EXERCISE INPUT START

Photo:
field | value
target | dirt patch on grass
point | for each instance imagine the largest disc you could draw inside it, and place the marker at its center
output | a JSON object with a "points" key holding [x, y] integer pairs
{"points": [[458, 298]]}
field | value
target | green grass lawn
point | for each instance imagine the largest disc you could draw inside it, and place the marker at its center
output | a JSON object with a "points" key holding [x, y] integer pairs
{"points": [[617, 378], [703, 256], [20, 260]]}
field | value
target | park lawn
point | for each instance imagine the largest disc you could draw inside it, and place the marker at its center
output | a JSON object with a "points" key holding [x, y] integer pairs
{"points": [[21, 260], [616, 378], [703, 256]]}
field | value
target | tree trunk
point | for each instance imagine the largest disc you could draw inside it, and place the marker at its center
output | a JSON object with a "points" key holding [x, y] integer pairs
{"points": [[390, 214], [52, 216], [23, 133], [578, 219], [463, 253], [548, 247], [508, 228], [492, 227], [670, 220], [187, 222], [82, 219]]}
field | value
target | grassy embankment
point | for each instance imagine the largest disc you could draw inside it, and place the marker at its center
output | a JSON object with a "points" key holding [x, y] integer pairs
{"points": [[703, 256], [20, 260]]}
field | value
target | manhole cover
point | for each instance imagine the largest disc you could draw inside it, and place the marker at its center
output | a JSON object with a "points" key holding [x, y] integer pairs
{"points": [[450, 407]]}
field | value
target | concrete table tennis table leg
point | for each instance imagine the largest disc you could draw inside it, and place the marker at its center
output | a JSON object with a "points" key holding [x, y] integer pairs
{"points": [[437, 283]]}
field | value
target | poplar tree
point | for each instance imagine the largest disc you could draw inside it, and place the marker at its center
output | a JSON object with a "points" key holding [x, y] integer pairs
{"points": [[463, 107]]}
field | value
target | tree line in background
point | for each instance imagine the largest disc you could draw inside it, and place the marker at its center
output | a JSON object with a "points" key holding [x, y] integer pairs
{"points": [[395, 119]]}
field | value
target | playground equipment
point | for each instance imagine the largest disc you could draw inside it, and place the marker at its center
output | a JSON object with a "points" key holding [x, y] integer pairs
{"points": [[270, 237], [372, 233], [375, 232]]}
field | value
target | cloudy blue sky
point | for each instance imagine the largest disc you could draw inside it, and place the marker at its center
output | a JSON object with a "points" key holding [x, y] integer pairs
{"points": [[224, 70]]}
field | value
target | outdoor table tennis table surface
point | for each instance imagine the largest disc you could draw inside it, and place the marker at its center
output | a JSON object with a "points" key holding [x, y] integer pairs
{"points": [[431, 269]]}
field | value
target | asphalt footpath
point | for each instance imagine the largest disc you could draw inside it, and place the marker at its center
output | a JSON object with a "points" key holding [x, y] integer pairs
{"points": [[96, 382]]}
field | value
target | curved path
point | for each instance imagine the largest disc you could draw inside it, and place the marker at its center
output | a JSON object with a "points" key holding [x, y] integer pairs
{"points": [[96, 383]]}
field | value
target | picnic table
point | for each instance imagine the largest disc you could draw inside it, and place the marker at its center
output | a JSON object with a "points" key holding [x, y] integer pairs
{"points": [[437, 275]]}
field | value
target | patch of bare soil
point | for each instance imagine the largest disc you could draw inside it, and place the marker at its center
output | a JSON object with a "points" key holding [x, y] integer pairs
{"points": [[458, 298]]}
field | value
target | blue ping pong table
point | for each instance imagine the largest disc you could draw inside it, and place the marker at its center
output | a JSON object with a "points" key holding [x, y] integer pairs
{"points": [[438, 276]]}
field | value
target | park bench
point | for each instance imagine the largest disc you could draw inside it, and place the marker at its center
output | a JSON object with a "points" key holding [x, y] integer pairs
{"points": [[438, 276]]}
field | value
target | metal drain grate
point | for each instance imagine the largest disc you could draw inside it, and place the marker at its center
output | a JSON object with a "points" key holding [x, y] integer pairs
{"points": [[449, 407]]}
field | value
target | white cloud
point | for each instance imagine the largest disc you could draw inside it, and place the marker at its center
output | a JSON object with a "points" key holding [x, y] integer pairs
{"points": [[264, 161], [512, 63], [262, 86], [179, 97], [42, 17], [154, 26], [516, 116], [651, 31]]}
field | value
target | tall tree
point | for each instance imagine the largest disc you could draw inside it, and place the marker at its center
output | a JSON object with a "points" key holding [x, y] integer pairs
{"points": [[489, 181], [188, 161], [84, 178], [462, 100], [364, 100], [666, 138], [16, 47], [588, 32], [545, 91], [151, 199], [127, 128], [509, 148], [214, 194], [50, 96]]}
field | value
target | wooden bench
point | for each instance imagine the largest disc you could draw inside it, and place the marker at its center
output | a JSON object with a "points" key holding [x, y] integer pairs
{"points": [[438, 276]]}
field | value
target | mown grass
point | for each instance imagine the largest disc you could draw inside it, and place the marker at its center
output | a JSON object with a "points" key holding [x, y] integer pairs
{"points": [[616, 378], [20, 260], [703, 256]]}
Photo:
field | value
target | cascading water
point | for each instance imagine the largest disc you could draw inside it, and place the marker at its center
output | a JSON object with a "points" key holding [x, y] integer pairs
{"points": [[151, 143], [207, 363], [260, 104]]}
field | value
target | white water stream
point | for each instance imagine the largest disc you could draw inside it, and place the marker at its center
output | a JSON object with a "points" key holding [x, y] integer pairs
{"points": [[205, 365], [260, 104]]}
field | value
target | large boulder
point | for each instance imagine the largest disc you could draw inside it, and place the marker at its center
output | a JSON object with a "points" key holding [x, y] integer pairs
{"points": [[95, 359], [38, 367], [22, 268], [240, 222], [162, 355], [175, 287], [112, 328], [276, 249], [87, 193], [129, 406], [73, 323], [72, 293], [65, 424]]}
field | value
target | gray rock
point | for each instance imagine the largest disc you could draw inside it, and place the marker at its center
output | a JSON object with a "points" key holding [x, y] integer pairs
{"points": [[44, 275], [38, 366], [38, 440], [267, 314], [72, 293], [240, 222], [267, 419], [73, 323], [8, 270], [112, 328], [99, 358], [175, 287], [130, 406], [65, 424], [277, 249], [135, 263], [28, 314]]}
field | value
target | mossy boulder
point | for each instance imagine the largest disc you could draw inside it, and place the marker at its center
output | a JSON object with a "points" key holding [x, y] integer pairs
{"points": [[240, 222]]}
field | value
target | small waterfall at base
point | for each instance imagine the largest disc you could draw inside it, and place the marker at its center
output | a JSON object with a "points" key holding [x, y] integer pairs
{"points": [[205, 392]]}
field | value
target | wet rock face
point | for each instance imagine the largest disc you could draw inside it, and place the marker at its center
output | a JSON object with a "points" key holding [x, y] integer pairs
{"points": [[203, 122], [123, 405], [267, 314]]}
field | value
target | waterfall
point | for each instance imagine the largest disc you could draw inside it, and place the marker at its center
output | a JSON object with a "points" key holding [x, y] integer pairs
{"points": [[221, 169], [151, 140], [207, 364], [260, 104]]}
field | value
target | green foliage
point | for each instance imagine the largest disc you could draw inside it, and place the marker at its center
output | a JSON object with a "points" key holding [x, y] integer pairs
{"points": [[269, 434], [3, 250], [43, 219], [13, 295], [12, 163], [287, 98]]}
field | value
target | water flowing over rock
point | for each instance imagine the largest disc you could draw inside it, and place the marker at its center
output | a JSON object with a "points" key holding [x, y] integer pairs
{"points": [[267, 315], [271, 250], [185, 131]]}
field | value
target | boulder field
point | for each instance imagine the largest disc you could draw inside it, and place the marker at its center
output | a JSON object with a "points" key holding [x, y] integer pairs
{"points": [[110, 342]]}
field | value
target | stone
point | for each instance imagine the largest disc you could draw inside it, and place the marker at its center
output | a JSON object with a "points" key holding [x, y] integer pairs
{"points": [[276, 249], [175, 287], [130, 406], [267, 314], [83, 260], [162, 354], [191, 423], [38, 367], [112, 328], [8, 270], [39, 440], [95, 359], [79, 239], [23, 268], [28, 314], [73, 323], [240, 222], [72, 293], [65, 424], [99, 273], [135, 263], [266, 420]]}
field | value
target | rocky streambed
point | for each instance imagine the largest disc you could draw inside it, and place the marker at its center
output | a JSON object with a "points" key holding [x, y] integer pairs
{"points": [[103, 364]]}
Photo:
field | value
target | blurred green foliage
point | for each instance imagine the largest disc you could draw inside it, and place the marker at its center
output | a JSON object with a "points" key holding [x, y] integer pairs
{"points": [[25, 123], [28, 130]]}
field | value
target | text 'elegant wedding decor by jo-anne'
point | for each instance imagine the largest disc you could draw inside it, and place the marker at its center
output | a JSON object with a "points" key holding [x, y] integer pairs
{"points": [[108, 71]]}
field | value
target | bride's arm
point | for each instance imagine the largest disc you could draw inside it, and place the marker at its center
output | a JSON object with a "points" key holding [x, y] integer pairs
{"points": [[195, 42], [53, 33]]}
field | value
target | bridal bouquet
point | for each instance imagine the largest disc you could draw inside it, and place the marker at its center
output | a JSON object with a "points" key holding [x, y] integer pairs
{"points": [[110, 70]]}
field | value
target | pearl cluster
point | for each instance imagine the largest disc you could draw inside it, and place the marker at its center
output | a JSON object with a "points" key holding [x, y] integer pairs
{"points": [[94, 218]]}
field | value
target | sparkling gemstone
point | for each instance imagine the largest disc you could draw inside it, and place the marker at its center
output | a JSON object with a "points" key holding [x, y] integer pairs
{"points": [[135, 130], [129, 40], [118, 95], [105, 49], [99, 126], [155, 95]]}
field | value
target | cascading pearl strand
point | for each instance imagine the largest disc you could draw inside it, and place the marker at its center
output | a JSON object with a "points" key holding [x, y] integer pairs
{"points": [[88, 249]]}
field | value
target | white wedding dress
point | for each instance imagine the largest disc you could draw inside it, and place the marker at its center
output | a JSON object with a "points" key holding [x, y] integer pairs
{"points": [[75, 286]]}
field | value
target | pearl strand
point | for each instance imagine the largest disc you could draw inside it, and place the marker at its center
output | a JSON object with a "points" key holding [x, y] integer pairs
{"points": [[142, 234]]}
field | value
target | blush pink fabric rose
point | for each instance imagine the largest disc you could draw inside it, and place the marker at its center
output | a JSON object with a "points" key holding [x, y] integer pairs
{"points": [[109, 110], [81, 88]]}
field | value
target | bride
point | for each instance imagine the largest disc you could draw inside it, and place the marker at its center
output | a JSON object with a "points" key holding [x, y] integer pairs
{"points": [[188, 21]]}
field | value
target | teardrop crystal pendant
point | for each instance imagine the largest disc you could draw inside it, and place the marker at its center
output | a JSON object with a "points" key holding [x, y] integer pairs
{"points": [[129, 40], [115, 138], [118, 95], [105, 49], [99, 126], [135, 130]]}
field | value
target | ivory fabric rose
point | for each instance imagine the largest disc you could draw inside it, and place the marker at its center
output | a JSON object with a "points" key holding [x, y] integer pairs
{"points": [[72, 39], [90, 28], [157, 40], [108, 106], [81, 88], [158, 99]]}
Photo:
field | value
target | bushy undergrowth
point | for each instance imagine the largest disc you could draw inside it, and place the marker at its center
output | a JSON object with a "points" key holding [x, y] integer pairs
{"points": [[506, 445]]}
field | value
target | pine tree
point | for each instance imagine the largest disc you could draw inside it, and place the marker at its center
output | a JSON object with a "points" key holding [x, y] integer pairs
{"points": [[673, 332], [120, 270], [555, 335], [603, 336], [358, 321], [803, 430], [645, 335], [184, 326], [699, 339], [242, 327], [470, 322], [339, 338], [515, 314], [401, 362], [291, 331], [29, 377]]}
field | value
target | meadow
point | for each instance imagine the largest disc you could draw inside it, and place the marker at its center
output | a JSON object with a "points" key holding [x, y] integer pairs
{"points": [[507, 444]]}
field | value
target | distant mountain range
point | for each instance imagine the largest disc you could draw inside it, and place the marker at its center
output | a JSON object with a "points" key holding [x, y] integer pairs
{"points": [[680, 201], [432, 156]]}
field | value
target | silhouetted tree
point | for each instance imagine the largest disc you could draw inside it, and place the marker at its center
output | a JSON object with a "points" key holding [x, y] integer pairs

EXERCISE INPUT END

- TASK ITEM
Give a single number: the count of lines above that include the word "cascading".

- TASK SOLUTION
2